Records supplied:
# # # # # # #

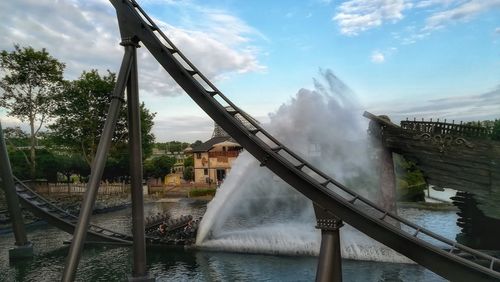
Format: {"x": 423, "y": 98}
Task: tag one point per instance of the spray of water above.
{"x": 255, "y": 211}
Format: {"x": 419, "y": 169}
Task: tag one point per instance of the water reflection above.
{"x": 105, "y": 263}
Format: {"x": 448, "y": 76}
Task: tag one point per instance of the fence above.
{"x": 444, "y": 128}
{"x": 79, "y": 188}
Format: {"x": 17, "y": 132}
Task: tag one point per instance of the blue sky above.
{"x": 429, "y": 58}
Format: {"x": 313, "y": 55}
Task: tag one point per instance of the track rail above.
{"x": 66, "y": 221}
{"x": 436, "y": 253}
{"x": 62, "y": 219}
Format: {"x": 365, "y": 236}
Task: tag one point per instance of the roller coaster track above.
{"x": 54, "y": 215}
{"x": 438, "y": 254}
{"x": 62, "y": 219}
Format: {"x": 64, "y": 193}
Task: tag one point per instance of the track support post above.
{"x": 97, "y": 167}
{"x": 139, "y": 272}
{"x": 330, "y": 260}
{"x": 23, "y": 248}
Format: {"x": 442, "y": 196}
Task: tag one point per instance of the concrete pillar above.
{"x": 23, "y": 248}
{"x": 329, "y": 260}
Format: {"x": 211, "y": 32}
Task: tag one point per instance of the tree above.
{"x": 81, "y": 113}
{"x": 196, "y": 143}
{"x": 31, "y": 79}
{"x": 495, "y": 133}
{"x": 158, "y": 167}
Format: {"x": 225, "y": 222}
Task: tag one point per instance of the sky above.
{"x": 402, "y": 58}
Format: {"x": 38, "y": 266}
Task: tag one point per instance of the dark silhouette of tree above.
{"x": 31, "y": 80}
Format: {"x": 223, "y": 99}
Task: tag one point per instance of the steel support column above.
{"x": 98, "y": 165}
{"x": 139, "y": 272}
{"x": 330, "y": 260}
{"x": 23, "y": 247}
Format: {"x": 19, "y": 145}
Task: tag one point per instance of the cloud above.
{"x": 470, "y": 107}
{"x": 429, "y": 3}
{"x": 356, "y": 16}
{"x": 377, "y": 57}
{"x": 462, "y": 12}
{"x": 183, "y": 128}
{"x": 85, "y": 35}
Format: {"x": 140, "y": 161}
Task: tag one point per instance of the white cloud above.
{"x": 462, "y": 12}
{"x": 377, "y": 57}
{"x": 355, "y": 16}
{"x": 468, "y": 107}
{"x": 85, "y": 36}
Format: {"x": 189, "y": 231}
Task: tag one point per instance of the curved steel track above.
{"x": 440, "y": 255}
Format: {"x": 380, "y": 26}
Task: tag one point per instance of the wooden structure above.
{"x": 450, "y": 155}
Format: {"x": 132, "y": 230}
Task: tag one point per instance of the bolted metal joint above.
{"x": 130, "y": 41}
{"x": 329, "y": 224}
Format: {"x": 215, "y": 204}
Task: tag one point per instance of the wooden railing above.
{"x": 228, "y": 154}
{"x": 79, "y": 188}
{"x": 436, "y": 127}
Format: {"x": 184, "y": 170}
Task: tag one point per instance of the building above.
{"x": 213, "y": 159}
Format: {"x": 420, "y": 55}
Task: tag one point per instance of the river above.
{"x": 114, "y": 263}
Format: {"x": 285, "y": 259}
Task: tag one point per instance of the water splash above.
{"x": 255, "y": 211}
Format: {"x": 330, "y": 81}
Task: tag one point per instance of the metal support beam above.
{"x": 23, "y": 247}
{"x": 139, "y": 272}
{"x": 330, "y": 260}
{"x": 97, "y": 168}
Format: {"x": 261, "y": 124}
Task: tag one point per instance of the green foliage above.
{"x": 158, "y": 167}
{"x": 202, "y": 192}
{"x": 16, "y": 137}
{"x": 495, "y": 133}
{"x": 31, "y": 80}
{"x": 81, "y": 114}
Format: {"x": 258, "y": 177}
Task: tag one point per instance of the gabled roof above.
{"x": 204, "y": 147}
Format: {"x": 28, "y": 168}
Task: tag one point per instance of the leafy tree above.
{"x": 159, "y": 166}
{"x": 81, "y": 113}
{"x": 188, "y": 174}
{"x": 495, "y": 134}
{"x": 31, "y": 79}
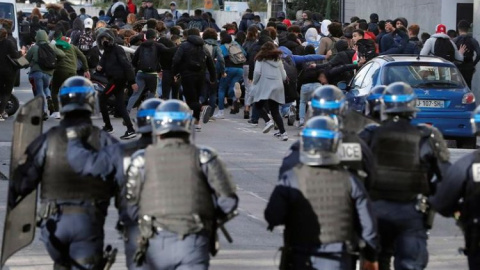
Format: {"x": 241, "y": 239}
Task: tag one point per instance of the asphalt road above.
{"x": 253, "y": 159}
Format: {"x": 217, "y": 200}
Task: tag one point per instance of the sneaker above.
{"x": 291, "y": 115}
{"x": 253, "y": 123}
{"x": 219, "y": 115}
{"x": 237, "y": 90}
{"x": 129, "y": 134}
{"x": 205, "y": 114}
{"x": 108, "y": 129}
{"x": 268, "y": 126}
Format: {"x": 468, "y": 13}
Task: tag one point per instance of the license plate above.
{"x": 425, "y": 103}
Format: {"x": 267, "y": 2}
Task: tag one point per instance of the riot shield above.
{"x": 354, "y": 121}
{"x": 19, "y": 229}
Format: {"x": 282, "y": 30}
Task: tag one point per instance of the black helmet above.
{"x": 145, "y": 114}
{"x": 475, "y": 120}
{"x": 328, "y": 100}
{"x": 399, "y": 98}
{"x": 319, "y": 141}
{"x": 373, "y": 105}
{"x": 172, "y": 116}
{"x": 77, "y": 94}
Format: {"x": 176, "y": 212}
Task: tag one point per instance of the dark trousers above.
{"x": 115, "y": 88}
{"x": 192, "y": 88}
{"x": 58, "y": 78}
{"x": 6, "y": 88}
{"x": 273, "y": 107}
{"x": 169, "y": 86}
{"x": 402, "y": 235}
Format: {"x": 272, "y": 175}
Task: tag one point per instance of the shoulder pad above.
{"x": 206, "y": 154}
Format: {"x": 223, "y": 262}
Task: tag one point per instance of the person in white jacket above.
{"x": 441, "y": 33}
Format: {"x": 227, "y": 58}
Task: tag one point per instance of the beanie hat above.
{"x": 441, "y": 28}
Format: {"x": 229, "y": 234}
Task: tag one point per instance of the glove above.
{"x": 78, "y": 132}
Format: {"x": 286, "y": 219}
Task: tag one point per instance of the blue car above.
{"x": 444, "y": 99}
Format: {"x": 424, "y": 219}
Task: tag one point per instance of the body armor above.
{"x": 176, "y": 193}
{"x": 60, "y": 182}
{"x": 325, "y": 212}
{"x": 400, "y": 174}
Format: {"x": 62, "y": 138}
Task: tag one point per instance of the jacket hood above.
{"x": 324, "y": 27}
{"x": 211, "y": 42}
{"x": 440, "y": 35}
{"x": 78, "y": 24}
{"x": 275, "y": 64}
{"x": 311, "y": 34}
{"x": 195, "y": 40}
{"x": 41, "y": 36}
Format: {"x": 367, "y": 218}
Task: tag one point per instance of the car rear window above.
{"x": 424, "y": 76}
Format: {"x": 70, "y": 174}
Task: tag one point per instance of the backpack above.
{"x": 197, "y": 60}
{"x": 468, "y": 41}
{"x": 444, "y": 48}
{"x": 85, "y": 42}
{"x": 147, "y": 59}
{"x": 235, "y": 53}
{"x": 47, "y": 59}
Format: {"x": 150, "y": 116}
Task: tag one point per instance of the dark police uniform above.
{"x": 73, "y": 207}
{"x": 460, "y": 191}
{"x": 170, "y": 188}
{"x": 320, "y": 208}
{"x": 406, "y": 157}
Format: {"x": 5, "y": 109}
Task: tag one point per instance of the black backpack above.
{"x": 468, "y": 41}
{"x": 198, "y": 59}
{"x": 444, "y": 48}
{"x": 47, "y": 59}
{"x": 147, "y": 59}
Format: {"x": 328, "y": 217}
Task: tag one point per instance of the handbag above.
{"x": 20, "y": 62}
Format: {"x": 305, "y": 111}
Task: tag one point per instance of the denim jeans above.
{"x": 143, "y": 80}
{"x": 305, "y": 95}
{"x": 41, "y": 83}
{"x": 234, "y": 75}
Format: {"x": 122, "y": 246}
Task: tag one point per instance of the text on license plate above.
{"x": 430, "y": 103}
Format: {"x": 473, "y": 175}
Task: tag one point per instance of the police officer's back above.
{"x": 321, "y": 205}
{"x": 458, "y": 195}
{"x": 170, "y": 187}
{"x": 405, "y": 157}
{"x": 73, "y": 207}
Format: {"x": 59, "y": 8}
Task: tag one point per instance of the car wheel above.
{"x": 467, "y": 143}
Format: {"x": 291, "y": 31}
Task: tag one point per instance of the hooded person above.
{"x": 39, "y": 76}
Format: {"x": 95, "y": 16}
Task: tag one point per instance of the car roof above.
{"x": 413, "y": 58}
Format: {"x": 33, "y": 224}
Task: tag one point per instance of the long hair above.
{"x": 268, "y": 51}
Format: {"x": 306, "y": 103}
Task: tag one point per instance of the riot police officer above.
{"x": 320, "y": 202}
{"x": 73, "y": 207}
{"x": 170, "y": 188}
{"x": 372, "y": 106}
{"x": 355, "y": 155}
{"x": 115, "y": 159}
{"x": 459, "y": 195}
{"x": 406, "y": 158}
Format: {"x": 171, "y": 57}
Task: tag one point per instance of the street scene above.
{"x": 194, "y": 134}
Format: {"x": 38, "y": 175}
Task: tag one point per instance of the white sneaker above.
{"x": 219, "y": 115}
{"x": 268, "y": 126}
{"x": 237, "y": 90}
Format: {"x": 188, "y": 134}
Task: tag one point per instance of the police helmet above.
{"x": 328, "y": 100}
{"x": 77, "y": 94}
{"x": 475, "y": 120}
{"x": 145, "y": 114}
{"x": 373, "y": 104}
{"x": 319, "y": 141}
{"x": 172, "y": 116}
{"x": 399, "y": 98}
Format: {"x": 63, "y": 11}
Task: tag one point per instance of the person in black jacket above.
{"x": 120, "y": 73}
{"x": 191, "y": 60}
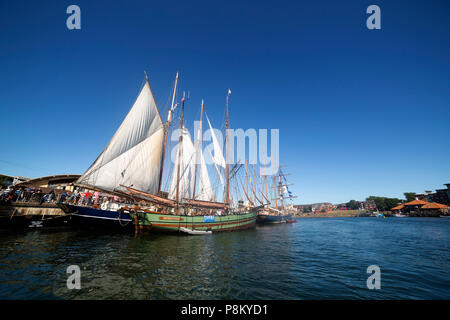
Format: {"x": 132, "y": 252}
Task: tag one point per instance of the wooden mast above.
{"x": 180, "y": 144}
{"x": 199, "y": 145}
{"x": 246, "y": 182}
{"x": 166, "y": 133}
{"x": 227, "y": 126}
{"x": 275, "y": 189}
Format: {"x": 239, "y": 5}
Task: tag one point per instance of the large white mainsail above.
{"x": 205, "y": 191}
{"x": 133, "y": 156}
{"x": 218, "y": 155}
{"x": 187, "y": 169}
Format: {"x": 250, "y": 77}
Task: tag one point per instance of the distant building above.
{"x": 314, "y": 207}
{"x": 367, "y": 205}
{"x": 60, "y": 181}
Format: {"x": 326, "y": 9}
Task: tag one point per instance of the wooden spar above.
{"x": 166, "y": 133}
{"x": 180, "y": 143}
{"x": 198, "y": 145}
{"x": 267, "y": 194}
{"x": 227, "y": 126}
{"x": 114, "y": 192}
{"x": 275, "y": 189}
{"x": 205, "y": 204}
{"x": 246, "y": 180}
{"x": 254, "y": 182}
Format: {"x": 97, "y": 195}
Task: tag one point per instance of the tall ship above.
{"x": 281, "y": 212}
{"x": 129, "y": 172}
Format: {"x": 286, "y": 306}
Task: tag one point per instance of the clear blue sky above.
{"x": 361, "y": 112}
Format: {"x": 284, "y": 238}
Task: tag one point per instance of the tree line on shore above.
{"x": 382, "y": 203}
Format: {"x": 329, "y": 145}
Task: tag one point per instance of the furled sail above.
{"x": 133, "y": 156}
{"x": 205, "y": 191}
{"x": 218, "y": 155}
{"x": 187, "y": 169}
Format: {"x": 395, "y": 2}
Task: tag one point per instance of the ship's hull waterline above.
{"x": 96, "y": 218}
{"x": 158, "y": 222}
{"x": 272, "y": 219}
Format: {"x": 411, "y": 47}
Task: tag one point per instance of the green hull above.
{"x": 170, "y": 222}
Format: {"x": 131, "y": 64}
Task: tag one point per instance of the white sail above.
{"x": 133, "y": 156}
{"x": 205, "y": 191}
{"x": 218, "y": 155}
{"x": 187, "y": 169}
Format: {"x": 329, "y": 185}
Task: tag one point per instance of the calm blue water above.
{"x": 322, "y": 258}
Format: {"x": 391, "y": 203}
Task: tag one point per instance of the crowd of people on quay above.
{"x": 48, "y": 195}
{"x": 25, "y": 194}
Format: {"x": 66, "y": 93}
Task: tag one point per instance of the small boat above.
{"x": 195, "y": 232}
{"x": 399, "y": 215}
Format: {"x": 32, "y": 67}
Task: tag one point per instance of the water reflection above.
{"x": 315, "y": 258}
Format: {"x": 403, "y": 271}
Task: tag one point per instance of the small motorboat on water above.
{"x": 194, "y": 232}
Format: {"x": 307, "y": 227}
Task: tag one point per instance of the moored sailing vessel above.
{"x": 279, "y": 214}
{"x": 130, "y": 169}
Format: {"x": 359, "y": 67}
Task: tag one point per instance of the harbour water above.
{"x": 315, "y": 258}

# # # # # # #

Goal:
Gather every line above that contains the string "backpack", and copy each such line in full.

Task answer:
Task: tag one point per instance of the backpack above.
Task: tag one point per instance of the black backpack above.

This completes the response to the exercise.